## EXERCISE DETAILS
Please print the full listing exactly.

═══ DATA SECTION

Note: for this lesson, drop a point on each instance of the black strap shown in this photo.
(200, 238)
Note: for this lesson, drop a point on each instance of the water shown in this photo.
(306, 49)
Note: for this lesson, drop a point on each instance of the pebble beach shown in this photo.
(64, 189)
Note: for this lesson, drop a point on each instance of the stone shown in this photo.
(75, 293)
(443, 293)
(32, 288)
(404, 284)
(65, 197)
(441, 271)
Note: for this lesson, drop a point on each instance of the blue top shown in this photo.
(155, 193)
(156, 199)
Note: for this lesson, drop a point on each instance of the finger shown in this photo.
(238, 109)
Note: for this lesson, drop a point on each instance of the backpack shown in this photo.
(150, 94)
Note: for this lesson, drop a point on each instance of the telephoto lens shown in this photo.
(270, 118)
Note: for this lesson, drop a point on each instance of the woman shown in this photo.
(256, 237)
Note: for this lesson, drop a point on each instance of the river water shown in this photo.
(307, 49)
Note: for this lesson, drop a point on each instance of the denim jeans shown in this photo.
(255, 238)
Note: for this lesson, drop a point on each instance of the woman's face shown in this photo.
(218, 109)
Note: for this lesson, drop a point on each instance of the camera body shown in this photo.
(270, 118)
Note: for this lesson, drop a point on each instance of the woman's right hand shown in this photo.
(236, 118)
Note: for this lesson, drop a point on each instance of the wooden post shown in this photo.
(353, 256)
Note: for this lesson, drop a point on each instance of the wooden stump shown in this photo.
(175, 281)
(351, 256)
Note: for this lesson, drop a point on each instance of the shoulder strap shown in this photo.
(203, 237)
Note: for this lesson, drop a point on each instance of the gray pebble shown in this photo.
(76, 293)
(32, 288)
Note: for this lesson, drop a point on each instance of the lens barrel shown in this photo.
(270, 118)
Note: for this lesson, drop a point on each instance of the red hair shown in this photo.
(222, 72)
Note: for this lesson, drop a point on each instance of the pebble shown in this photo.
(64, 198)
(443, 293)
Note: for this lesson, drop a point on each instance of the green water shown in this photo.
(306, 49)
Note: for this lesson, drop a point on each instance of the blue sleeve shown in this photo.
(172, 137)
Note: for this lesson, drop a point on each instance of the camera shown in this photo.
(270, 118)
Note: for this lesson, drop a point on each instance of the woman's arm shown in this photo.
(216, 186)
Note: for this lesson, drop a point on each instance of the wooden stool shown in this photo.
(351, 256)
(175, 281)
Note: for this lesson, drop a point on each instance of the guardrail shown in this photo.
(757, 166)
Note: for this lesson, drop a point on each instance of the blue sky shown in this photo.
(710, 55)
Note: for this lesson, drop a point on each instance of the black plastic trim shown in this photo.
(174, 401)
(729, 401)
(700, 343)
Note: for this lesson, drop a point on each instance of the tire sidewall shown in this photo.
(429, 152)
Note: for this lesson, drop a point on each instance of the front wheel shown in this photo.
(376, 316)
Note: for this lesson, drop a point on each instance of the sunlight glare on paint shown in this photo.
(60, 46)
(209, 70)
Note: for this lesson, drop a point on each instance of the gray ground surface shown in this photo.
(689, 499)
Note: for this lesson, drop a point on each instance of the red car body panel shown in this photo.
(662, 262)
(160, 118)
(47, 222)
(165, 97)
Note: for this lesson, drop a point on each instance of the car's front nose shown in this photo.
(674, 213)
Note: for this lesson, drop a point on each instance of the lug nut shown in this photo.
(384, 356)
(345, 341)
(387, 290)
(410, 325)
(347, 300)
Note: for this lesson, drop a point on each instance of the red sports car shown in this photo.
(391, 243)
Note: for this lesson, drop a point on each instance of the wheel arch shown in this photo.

══════

## TASK OUTPUT
Note: for this lesson, drop a point on each instance of the black strap shown in this photo.
(200, 238)
Note: for this lesson, drop a point on each instance of the water shown in this photo.
(306, 49)
Note: for this lesson, drop a point on each instance of the pebble beach shown in this photo.
(64, 189)
Note: for this lesson, drop a point on each instance of the stone shown in this photo.
(75, 293)
(443, 293)
(32, 288)
(404, 284)
(65, 197)
(441, 271)
Note: for this lesson, drop a point on each instance of the blue top shown in this photo.
(155, 193)
(156, 199)
Note: for this lesson, drop a point on each instance of the finger shown in this photo.
(238, 109)
Note: for this lesson, drop a point on each instance of the backpack shown in this photo.
(150, 94)
Note: for this lesson, drop a point on each instance of the telephoto lens shown in this photo.
(270, 118)
Note: for this lesson, drop a point on each instance of the woman shown in this photo.
(256, 237)
Note: for this lesson, drop a point on each instance of the river water shown in this photo.
(307, 49)
Note: for this lesson, drop a point on each instance of the denim jeans shown in this photo.
(255, 238)
Note: for this lesson, drop a point on each instance of the woman's face shown in this photo.
(218, 109)
Note: for this lesson, drop a point on each instance of the camera body shown in this photo.
(270, 118)
Note: for this lesson, drop a point on each instance of the woman's right hand shown in this photo.
(236, 118)
Note: for this lesson, drop a point on each instance of the wooden post shown in this photo.
(353, 256)
Note: for this lesson, drop a point on each instance of the wooden stump shown in this photo.
(175, 281)
(351, 256)
Note: for this lesson, drop a point on each instance of the shoulder strap shown in this photo.
(203, 237)
Note: for this lesson, drop a point on each instance of the gray pebble shown in this photo.
(76, 293)
(32, 288)
Note: for this lesson, drop a point on each instance of the lens barrel shown in this photo.
(270, 118)
Note: for this lesson, drop a point on each instance of the red hair shown in this photo.
(222, 72)
Note: for this lesson, drop a point on each instance of the pebble shown in this photo.
(64, 198)
(443, 293)
Note: for this lesson, drop a point on each instance of the green water shown in this photo.
(306, 49)
Note: for this lesson, drop a point on each instance of the blue sleeve shown in this photo.
(172, 137)
Note: for this lesson, drop a point on each instance of the camera shown in this photo.
(270, 118)
Note: for this lesson, drop a point on each instance of the woman's arm shown in this photo.
(216, 186)
Note: for this lesson, drop a point on each instance of the wooden stool shown in this photo.
(351, 256)
(175, 281)
Note: for this lesson, drop a point on each instance of the guardrail shown in this photo.
(757, 166)
Note: for this lesson, drop a point on each instance of the blue sky shown in this photo.
(710, 55)
Note: for this lesson, drop a point on each instance of the black plastic trim shown in this photo.
(174, 401)
(729, 401)
(700, 343)
Note: for this lesson, drop a point on each instance of the tire sidewall shown in this photo.
(429, 152)
Note: for this lesson, drop a point on each instance of the front wheel shown in this photo.
(376, 316)
Note: for this lesson, drop a point on each instance of the sunlight glare on paint shown in this photo.
(60, 46)
(209, 70)
Note: for this lesson, drop a point on each instance of the gray ground surface shown in this photo.
(689, 499)
Note: for this lesson, drop a point on each instance of the red car body panel shown in this photo.
(662, 262)
(160, 118)
(47, 222)
(165, 97)
Note: for this lesson, drop a point on each instance of the car's front nose shown in this photo.
(674, 213)
Note: for this lesson, drop a point on each instance of the lug nut shown in this photo.
(384, 356)
(345, 341)
(387, 290)
(410, 325)
(347, 300)
Note: for this lesson, drop a point on each instance of the red sports car shown in this photo.
(391, 243)
Note: for this lesson, drop a point on each instance of the wheel arch shown in this photo.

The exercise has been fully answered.